(Saved entries)
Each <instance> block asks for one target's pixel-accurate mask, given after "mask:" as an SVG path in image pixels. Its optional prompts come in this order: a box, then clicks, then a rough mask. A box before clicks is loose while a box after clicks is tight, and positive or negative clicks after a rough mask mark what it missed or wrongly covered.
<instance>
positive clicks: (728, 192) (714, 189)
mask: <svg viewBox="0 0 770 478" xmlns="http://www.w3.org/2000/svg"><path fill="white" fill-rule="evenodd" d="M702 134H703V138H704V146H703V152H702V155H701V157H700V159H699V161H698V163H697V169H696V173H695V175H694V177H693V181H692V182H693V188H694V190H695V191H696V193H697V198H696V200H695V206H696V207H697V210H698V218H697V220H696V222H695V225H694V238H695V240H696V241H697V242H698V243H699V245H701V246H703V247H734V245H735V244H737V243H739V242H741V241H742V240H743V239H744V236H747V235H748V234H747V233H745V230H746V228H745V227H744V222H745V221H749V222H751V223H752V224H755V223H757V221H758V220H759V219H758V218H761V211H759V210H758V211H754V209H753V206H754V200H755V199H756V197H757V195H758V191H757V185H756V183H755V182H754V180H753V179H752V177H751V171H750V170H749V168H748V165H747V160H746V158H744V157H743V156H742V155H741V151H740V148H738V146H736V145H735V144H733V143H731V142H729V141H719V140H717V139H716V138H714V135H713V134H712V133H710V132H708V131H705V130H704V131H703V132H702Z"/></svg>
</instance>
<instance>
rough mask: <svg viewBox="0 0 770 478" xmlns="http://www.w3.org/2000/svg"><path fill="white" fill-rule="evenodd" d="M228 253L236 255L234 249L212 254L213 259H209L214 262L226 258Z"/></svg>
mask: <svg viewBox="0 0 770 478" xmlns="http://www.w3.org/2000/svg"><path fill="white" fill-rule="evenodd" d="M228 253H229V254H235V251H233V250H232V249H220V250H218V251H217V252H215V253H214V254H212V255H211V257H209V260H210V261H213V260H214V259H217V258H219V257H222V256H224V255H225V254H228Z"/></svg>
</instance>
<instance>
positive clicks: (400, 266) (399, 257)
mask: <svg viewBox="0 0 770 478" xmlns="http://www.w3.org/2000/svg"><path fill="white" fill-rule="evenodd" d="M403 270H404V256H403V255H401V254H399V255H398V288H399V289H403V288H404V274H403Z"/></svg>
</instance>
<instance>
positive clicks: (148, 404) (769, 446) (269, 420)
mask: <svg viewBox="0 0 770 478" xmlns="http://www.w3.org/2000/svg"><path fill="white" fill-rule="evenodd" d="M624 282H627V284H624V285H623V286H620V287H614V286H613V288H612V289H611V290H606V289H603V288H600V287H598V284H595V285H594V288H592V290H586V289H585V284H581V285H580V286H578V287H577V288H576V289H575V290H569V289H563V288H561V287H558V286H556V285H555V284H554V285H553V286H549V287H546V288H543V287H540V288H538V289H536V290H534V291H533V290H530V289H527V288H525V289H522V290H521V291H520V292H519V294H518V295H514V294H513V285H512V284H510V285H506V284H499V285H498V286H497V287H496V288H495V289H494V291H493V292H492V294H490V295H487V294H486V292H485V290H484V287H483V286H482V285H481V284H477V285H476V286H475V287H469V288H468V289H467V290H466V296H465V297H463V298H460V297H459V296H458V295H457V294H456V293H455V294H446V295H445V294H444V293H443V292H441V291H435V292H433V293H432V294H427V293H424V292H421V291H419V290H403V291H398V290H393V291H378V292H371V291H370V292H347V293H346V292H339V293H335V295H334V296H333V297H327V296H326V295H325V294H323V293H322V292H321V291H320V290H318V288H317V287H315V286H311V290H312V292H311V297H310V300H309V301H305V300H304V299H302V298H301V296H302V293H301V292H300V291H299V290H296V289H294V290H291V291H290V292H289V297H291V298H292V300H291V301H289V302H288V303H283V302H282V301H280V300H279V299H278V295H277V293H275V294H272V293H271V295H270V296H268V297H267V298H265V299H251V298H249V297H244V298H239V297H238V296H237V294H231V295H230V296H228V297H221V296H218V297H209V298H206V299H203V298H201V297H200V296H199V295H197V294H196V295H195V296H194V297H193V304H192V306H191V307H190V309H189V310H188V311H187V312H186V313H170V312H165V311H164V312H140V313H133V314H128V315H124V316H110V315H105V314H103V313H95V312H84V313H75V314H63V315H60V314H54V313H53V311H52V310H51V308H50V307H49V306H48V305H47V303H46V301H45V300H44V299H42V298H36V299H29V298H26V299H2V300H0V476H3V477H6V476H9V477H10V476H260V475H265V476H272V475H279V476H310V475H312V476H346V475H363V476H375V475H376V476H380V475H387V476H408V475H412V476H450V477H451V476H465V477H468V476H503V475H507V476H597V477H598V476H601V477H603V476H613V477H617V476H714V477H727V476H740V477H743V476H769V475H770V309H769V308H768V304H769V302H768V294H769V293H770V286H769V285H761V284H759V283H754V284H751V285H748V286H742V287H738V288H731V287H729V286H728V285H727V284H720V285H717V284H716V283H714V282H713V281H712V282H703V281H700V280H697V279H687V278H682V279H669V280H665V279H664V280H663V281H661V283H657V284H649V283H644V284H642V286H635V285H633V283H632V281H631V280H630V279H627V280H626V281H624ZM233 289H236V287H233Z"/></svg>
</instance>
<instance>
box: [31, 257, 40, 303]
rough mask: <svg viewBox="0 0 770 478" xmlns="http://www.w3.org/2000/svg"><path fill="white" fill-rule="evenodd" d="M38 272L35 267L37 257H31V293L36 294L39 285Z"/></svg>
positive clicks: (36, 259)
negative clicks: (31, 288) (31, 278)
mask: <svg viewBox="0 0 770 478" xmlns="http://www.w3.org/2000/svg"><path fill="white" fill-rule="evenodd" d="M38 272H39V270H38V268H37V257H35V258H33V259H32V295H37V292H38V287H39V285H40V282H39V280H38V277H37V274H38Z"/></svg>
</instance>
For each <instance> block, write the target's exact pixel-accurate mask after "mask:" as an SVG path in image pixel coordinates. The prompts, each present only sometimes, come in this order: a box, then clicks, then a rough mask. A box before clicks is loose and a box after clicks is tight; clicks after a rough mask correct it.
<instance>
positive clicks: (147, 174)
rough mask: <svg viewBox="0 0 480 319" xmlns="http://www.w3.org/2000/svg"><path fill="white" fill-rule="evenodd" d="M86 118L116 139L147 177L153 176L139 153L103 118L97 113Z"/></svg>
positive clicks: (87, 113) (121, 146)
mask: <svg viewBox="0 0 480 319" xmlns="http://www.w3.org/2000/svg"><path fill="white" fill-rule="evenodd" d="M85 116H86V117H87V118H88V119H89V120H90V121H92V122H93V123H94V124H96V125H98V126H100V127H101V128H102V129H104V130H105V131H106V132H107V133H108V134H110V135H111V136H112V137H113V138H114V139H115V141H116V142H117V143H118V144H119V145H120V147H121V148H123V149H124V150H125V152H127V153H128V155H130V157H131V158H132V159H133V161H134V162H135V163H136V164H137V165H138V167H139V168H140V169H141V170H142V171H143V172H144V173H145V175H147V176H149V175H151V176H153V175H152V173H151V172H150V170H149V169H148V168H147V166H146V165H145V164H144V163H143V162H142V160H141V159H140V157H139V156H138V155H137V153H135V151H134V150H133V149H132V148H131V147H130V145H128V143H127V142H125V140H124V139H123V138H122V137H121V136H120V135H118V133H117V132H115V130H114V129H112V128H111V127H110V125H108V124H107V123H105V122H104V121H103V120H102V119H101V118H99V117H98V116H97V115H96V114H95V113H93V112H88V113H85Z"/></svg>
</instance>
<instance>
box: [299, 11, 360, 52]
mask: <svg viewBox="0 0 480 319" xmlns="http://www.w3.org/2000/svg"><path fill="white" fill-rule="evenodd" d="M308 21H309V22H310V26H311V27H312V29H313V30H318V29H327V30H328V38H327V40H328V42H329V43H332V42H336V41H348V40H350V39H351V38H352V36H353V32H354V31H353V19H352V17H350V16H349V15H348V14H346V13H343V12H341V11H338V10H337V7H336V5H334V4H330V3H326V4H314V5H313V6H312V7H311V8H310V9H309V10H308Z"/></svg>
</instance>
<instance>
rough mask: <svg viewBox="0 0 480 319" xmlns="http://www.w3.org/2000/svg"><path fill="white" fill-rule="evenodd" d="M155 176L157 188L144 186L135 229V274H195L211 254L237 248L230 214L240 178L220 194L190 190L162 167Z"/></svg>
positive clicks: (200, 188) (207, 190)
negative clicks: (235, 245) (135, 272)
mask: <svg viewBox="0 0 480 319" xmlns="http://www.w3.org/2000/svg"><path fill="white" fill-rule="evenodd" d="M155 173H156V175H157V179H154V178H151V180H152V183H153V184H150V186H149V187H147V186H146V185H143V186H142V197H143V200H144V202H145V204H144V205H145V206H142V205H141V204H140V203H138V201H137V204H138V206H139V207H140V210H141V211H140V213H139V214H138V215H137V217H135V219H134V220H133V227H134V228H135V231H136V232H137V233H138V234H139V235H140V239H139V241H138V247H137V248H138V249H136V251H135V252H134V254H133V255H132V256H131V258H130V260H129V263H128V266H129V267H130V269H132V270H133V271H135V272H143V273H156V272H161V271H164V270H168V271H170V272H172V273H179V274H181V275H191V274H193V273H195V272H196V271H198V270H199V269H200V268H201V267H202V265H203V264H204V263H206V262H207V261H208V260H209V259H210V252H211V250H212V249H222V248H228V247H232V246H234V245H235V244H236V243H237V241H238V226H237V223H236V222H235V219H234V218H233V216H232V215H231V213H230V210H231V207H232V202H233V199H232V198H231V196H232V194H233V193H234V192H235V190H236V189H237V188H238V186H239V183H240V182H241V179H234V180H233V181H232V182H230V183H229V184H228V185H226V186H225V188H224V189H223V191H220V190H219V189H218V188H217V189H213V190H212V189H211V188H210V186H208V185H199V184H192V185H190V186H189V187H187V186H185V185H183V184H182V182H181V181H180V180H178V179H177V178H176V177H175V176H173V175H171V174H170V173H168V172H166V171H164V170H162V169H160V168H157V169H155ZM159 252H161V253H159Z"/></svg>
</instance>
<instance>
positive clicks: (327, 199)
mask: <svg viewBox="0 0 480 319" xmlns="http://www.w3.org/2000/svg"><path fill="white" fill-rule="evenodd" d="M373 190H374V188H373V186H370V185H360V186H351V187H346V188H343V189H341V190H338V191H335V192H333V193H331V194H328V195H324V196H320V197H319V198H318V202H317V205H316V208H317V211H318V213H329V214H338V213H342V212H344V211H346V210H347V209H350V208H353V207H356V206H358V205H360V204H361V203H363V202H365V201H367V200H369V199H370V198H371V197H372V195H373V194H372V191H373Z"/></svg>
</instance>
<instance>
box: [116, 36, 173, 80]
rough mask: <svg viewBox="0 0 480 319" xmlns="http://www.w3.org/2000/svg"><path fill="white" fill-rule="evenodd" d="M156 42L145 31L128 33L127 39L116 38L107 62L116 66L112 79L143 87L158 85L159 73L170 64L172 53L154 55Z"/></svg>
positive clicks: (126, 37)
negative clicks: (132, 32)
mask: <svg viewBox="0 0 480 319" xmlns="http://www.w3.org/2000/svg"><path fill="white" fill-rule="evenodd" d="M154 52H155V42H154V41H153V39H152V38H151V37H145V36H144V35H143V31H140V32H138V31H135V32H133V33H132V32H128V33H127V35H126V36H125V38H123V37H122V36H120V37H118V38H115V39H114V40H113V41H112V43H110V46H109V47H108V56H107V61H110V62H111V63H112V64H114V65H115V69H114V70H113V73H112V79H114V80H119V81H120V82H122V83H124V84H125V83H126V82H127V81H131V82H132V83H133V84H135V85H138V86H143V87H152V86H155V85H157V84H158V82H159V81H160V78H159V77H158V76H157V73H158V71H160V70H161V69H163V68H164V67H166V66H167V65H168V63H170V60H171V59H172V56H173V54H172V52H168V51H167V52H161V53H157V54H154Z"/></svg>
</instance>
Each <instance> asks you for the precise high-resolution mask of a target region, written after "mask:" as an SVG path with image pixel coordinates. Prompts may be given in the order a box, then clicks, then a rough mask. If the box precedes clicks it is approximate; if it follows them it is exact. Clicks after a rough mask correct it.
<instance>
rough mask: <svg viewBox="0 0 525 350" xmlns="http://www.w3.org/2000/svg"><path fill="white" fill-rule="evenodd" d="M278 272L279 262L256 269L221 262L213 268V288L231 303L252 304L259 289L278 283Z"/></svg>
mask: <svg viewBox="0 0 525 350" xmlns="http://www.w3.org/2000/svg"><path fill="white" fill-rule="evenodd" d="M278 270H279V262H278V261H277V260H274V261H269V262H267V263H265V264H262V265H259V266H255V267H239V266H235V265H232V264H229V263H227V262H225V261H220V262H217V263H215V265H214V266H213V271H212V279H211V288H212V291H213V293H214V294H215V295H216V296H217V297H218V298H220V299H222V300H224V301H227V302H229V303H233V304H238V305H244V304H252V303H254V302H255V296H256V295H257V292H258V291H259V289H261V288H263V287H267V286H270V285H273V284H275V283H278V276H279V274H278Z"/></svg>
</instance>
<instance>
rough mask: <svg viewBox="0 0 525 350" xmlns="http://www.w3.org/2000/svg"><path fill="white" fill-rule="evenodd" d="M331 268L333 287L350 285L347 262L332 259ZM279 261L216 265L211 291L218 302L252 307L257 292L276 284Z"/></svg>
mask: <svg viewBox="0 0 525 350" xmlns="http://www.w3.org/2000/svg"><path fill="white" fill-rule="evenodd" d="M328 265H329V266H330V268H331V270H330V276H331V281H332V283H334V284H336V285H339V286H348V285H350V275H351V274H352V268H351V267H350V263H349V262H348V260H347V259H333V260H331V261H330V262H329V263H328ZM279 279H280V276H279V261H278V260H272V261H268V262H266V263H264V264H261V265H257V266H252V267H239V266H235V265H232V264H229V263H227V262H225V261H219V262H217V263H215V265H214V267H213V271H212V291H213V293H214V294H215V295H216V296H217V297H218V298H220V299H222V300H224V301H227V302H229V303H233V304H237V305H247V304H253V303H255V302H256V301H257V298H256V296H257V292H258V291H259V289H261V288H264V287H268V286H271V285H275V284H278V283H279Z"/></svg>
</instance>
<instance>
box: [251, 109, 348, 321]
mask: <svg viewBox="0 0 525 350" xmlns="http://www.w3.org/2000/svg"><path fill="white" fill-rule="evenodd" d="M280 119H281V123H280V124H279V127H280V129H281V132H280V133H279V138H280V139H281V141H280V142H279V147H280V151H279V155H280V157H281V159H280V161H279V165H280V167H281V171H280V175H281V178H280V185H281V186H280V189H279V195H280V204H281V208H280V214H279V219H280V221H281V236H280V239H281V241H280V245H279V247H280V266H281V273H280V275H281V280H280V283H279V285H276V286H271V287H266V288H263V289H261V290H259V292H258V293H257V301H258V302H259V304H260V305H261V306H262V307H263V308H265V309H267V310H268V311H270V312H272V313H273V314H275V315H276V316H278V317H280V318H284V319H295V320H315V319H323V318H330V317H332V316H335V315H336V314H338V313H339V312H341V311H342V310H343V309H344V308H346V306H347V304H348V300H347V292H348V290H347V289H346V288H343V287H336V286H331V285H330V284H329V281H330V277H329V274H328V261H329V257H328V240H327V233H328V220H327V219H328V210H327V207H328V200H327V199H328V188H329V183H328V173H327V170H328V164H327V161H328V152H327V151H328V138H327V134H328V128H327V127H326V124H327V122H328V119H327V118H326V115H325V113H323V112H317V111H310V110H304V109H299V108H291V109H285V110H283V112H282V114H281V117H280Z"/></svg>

■ DESCRIPTION OF THE TASK
Check the records above and copy each line that has the string "after".

■ TASK RESULT
Each <instance> block asks for one target's pixel-accurate mask, given after "mask:" as an SVG path in image pixels. Its optional prompts come in this order: a box, then clicks, then a rough mask. A box before clicks is loose while a box after clicks is tight, and positive or negative clicks after a rough mask mark what it missed or wrongly covered.
For each <instance> block, write the target's exact pixel-accurate mask after "mask:" as an SVG path in image pixel coordinates. The prompts, each present only sometimes, come in this order: a box, then clicks, then a rough mask. A box before clicks is loose and a box after clicks is tight; clicks after a rough mask correct it.
Each <instance> asks you for the precise high-resolution mask of a target region, written after "mask:" as an SVG path with image pixel coordinates. Prompts may be given in the order a box, then clicks, then a rough mask. If the box precedes clicks it is approximate; if it follows them it is exact. Clicks after a rough mask correct it.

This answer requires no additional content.